* start *

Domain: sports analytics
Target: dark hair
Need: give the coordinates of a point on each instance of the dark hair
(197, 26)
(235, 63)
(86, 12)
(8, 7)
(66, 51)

* end *

Aim of the exercise » Could you express the rows above as a two-column CSV with the headers label_text and answer, one line per row, where each row's text and its answer each go in a single quoted field with any line breaks turned into spaces?

Solution to this exercise »
label_text,answer
"Domain: sports analytics Target: dark hair Need: give the coordinates of a point on each instance of the dark hair","(197, 26) (235, 63) (86, 12) (8, 7) (66, 51)"